**Passage:**
☆ ☆ ☆ ☆ ☆

Nous avons chanté tout à l’heure : "Ne fermez pas la porte aux pauvres de passage, c’est le Christ en personne qui vient vous visiter ". Nous savons bien que si nous ne fermons pas la porte aux pauvres de passage, nous allons être dérangés, forcément. Nous allons être dérangés dans l’organisation habituelle de notre vie, dans l’équilibre de nos ressources, dans la manière de faire passer nos journées, nos semaines, nos mois et nos années. Faire sa place au pauvre, non pas seulement par procuration, en donnant un peu de sous (ou beaucoup si on peut) mais sans ouvrir notre porte, mais faire sa place au pauvre en ouvrant notre porte ce qui veut dire : donner la première place à quelqu’un d’autre. Donner la première place à celui que l’Ecriture nous invite à aimer comme nous-mêmes, et ce commandement est aussi grand que le premier : aimer Dieu de toute sa force et de tout son esprit.

☆ ☆ ☆ ☆ ☆

**Extrait de données:**

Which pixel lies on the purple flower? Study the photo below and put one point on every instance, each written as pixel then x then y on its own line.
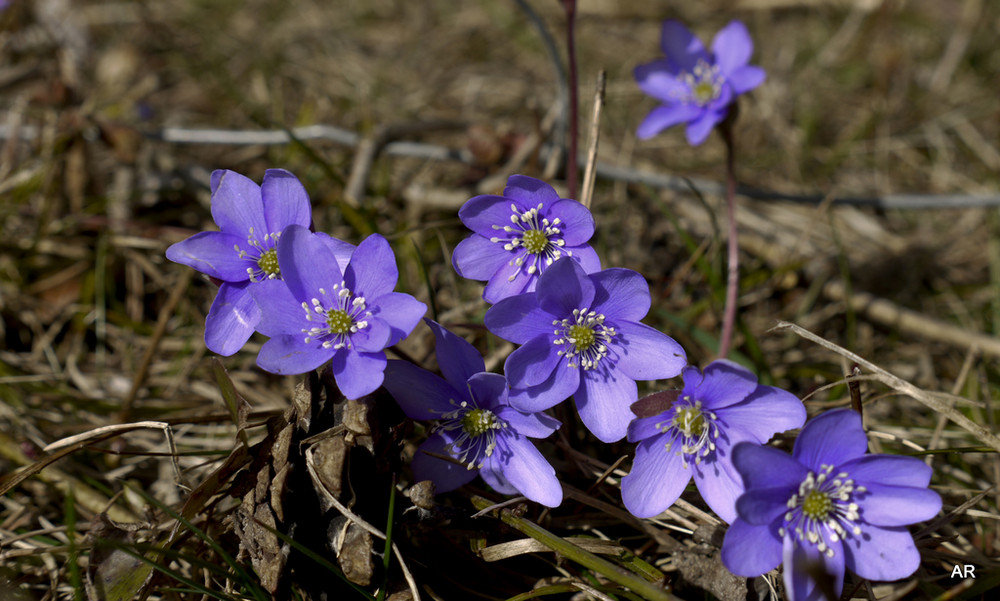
pixel 695 437
pixel 829 506
pixel 696 86
pixel 475 424
pixel 242 255
pixel 324 313
pixel 520 234
pixel 581 337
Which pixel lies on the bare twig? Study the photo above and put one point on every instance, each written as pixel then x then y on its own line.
pixel 590 173
pixel 934 401
pixel 888 313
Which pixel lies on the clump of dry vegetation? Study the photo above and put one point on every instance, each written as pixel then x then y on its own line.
pixel 136 464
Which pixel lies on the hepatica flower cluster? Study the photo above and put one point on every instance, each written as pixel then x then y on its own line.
pixel 318 298
pixel 519 235
pixel 828 505
pixel 694 85
pixel 580 335
pixel 474 424
pixel 694 438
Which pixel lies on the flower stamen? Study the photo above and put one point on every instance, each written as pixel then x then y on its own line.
pixel 262 256
pixel 823 511
pixel 474 433
pixel 694 427
pixel 540 238
pixel 340 313
pixel 584 338
pixel 704 84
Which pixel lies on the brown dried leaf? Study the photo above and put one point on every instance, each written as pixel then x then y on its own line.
pixel 114 573
pixel 353 546
pixel 329 456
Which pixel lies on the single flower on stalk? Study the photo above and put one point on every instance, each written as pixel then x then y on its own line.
pixel 242 254
pixel 474 424
pixel 826 508
pixel 519 235
pixel 581 337
pixel 695 434
pixel 696 86
pixel 324 313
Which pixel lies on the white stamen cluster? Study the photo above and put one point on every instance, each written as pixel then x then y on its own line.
pixel 475 433
pixel 584 338
pixel 694 427
pixel 823 510
pixel 263 255
pixel 340 314
pixel 540 238
pixel 704 84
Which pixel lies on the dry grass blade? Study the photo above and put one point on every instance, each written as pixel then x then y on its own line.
pixel 934 401
pixel 530 545
pixel 70 445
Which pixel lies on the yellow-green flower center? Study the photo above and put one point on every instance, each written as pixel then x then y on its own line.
pixel 478 421
pixel 535 241
pixel 704 91
pixel 339 321
pixel 693 427
pixel 816 505
pixel 582 337
pixel 268 263
pixel 690 421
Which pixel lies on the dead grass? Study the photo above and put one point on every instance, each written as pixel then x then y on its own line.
pixel 98 329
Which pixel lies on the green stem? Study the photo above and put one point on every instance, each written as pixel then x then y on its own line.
pixel 648 590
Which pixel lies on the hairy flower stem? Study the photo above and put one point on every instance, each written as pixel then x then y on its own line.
pixel 733 275
pixel 571 160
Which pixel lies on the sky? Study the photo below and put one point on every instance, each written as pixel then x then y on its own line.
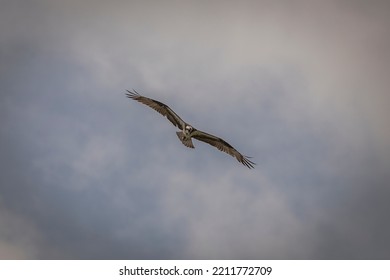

☆ ☆ ☆ ☆ ☆

**Consignes du travail:**
a) Indiquez si chacune des affirmations suivantes concorde avec le passage en répondant par oui ou par non, puis citez mot pour mot les termes du texte qui tranchent.
(i) Le chant cité affirme que c’est le Christ en personne qui vient visiter.
(ii) Donner de l’argent sans ouvrir sa porte suffit pour faire sa place au pauvre.
(iii) Le commandement d’aimer l’autre comme soi-même est moins grand que le premier.
b) Répondez à chaque question d’après le passage.
(i) Que va-t-il forcément arriver si nous ne fermons pas la porte aux pauvres de passage ?
(ii) Que signifie faire sa place au pauvre en ouvrant notre porte ?
(iii) Quel est le premier commandement mentionné ?
c) Relevez toutes les unités de temps que le passage mentionne à propos de la manière de les faire passer.
Ces données proviennent d’une source distincte du passage.

**Réponses attendues:**
a)
(i) Oui : « c’est le Christ en personne qui vient vous visiter »
(ii) Non : « non pas seulement par procuration, en donnant un peu de sous (ou beaucoup si on peut) mais sans ouvrir notre porte »
(iii) Non : « ce commandement est aussi grand que le premier »

b)
(i) Nous allons être dérangés.
(ii) Donner la première place à quelqu’un d’autre.
(iii) Aimer Dieu de toute sa force et de tout son esprit.

c) Journées, semaines, mois, années.